• **What the task requires**: Could you retype every line of the data underneath without altering anything?
BEGIN Dataset
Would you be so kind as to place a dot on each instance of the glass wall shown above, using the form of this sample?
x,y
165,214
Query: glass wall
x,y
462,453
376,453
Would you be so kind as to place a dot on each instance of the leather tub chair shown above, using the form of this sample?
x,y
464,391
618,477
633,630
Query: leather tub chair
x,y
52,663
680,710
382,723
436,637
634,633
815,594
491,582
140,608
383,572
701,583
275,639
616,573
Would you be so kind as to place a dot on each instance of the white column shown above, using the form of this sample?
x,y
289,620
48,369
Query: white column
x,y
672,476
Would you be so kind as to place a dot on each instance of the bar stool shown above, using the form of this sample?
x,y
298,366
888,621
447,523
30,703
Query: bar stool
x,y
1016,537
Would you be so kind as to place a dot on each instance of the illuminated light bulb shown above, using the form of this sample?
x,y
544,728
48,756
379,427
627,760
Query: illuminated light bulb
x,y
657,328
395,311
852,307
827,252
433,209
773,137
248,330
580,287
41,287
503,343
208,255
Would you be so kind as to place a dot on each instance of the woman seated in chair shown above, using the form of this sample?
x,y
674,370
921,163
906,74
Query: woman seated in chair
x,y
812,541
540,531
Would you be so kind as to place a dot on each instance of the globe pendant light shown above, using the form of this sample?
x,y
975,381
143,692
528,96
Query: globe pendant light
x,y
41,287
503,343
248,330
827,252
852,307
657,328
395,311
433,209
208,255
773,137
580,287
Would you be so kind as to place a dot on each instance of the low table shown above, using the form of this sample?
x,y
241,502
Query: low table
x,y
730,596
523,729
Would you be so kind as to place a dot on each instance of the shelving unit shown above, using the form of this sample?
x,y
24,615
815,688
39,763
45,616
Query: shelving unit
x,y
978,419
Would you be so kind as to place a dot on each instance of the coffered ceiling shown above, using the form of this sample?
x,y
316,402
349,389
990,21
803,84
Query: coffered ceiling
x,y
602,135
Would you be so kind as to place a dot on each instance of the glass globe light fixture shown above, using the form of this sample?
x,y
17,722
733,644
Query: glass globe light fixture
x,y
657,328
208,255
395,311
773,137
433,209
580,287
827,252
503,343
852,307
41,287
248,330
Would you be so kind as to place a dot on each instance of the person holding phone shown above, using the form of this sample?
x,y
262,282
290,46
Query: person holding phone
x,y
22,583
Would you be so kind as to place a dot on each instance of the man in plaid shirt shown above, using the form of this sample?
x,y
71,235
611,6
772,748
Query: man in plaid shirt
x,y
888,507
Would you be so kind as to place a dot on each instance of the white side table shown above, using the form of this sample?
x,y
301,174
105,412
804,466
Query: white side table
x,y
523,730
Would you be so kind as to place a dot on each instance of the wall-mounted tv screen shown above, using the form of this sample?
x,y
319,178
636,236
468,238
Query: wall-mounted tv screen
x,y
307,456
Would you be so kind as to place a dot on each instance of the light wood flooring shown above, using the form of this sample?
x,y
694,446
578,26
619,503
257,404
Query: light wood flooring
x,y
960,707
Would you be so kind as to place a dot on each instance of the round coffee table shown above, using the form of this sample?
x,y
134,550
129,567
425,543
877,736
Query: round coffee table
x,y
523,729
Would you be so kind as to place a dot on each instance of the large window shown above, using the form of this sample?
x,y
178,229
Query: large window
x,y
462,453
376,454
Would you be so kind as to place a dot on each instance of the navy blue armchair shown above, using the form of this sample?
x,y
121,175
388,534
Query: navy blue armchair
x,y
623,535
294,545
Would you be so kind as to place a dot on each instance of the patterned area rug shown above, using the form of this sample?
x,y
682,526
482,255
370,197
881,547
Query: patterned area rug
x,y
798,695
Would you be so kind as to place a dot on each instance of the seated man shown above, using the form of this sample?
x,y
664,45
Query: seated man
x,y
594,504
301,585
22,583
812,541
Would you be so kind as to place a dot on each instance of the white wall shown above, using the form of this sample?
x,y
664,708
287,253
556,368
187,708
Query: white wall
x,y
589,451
END Dataset
• **Problem solution**:
Would you be so kind as to place a dot on each instance of the glass wall shown above, using the form of this sample?
x,y
165,214
Query: glass wall
x,y
462,453
376,453
Would you be so kind as to place a dot on each instance of the leather tub chair shown above, using the form of this sample?
x,y
464,391
618,477
633,630
Query: leather tub chair
x,y
52,663
680,710
382,723
436,637
634,633
815,594
491,582
140,608
383,572
701,583
275,639
616,573
Would you be so kind as to place a dot on each instance of the white column shown above, using the form of this sample?
x,y
289,620
48,369
Query: white column
x,y
672,476
Would you be so kind as to place a dot on each instance of the bar stool shown above, using the form of this sample?
x,y
298,366
888,621
447,523
30,703
Query: bar stool
x,y
1016,537
Would you be so kind as to place a dot on each instance of the illuminated light bulb shown above, using the form of this sample?
x,y
544,728
48,756
379,427
627,760
Query: illuminated light bulb
x,y
657,328
395,311
852,307
827,252
433,209
773,137
248,330
580,287
41,287
503,343
208,255
Would you be so kind as to place a dot on each instance of the woman seated in chair shown above, using the form of this sample?
x,y
674,370
921,163
906,74
Query: woman seated in chair
x,y
812,541
540,531
Would you be so kind as to place a dot on each instance of the globe pendant light shown above, using the form of this sample?
x,y
975,381
143,692
528,96
Query: globe pendant light
x,y
41,287
503,343
248,330
827,252
852,307
657,328
395,311
433,209
208,255
773,137
580,287
Would you be so kind as to place a dot on each instance of the low table shown above, using the form of this sample?
x,y
241,502
Query: low table
x,y
730,596
523,729
Would you be so kind as to place a dot on each instance of the shelving unit shown above, using the form of this sample?
x,y
24,615
815,688
39,763
45,616
Query: shelving unit
x,y
978,419
Would you be so kind as to place a dot on each instance of the coffered ceiling shown above, using the form of this sample?
x,y
316,402
349,389
990,21
803,84
Query: coffered ceiling
x,y
602,135
Would you be so kind as to place a dot on each instance of the glass globe light fixture shown above, using the form of this sample?
x,y
17,722
733,644
Query: glass globe light fixture
x,y
657,328
208,255
395,311
773,137
433,209
580,287
827,252
503,343
852,307
41,287
248,330
Would you be so kind as to place a dot on each instance of the person holding phone shown above, using the form of this sample?
x,y
262,282
290,46
Query: person holding phone
x,y
22,583
Would you be so kind as to place a dot on each instance of the man in plaid shirt shown above, using the form of this sample?
x,y
71,235
611,6
772,748
Query: man in plaid shirt
x,y
888,507
Would you be so kind as to place a dot on each instance of the white side table shown above, using the form of this sample?
x,y
301,174
105,412
804,466
Query: white side table
x,y
523,730
Would you be so kind as to place a dot on each instance of the wall-mounted tv screen shown above, using the form of this sample?
x,y
319,178
636,236
468,238
Query: wall-mounted tv screen
x,y
307,456
Would you be so kind as to place a dot on each instance of the light wood flooring shown above, using the form of this sample?
x,y
694,446
578,26
619,503
257,404
Query: light wood flooring
x,y
960,707
Would you be so kind as to place a dot on each instance of the round coffee table shown above, using the form of this sample?
x,y
134,550
129,567
425,543
877,736
Query: round coffee table
x,y
523,729
Would you be so kind as to place a dot on each instance of the large window shown above, using the form of this sample?
x,y
178,229
Query: large window
x,y
462,453
376,454
Would you be so kind as to place a dot on each instance of the navy blue armchair shown above, using the form of this sample?
x,y
121,175
388,534
Query: navy blue armchair
x,y
623,535
294,545
Would you be so kind as to place a dot on each instance of the patterned area rug shown above, using the form of this sample?
x,y
682,526
482,255
370,197
881,547
Query: patterned area rug
x,y
798,695
Would you be so kind as to place a dot on each instance of the seated man shown above, using the form of this sample?
x,y
664,45
Query: seated man
x,y
594,504
301,585
22,583
812,541
Would you be so kind as to place a dot on each instance of the white wall shown above, using the form of this sample?
x,y
664,708
287,253
556,368
187,708
Query: white wall
x,y
589,451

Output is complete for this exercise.